▸ **REQUIRED ACTION**:
List every kind of animal named in the diary entry about deterring slugs.

Thursday 18 April 2024

I Deter Slugs

Sometimes, a conversation has the effect of a tin opener - one of those old-style ones which involves puncturing the can with a sharp blade, running it round the lid without the assistance of wheels or cogs. This type of opener leaves ragged edges, and a sense of jeopardy. I wonder if that is how my Longest-Serving Friend's courgette plants felt after being eaten by slugs overnight last Thursday - it certainly left her feeling ragged, so as I was going to stay for the weekend, I took wine and flowers.

These thoughts - the being opened up by a conversation and the destructive potential of slugs - came together as I planted baby broad bean plants on my allotment this morning. They are not directly comparable situations, and yet something about that conversation came back to me as I thought about holes, and how to protect the broad bean plants from slugs. 

I don't know if it was the effect of either the wine or the flowers, but last weekend my Longest-Serving Friend found the motivation to try again with courgettes, and had the idea of cutting the bottoms out of flower pots to use as shields around the next lot of plants. We imagined the slugs trying to gain purchase, perhaps hurling themselves at the plants, but slipping down the plastic sloping pot sides. Ha!

The conversation I had, the one that's making me think of tin openers, happened ages ago, but it's stuck with me as a painful unkindness. It was about the holes in me and how they are irreparable. In therapy, I learned to use the metaphor of woundedness about these holes, and also learned, with skilful help, how to take care of myself. 

Not wanting to use slug pellets to deter slugs (bad for birds, bad for hedgehogs) I followed my Longest-Serving Friend's example today and made collars out of plastic cups to shield the broad bean plants I've been growing from seed. I cut out the bases, and I made sure to leave a ragged edge. Something about doing this - about being outside on my allotment, pottering about in the sunshine, planting broad beans, and trying to protect them, helped me feel complete.

▸ **INPUT DATA**:

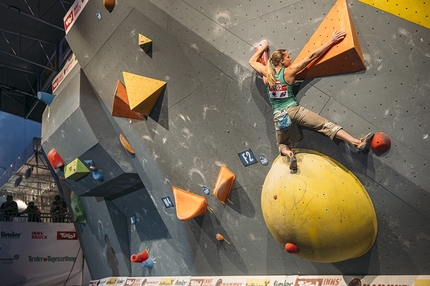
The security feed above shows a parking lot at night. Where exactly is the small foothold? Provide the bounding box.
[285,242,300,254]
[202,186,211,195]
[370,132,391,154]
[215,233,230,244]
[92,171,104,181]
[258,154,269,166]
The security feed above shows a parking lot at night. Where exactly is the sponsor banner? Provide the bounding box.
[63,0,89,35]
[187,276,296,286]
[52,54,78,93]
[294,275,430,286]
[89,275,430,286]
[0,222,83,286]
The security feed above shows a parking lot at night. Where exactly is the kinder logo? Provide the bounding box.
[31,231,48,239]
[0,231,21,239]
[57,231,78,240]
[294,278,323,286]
* * *
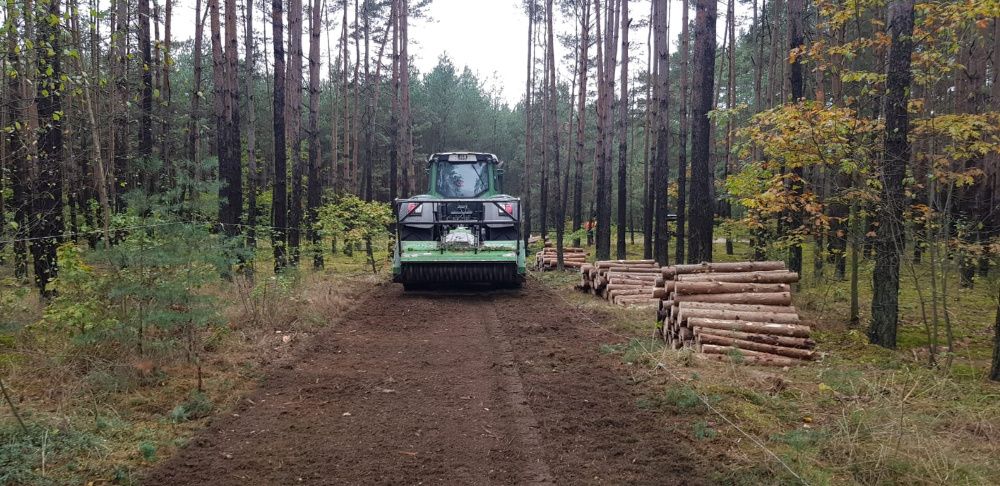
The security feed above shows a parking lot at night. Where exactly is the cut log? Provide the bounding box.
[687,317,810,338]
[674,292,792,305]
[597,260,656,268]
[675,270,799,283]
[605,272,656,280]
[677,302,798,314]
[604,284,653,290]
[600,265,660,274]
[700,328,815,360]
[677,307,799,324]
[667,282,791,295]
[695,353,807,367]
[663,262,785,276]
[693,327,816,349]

▸ **ANSWER BOX**:
slugs, birds, hedgehogs